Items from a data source
============================================================

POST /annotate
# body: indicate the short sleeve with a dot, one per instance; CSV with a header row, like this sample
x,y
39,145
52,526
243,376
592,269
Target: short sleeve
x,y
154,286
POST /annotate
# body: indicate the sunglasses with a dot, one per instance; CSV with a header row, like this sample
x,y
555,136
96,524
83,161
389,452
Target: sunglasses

============================================================

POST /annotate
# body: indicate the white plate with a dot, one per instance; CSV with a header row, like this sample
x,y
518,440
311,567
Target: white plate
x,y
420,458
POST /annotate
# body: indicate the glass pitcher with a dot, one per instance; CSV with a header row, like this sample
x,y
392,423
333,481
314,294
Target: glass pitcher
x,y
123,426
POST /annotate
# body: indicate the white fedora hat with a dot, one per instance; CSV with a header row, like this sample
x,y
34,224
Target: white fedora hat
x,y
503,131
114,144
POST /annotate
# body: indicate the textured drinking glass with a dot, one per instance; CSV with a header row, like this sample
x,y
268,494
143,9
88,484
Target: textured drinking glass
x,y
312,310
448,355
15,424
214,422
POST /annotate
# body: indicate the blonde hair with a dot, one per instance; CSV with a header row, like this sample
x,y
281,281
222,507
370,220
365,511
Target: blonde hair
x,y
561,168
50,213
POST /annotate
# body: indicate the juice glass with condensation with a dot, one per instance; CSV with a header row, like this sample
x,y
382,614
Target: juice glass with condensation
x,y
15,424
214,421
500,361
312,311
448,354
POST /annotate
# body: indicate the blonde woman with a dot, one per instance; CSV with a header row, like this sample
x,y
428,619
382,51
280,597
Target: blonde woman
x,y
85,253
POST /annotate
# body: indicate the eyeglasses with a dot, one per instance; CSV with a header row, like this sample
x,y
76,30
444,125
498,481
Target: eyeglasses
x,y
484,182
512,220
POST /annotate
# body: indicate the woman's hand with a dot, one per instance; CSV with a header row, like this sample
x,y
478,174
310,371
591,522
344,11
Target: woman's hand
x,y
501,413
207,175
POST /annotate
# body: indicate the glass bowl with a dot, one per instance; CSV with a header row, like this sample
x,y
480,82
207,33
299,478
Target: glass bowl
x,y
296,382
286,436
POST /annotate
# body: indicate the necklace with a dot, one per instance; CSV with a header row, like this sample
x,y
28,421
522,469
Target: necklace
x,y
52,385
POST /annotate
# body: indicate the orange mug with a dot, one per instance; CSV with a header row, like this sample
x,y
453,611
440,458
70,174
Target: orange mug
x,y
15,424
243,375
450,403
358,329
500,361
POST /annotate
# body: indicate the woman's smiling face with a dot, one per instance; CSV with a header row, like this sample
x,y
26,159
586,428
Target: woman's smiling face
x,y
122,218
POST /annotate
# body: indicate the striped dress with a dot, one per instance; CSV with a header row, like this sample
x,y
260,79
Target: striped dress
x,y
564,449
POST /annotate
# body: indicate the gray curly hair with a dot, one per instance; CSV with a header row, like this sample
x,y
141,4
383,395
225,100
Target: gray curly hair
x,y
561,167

============================================================

§ **Work instruction**
For each line above that contains the word "sunglasses", make a copy.

§ **Response area**
# body: indicate the sunglasses with a dot, one per instance; CSV with a header row, like this sample
Target: sunglasses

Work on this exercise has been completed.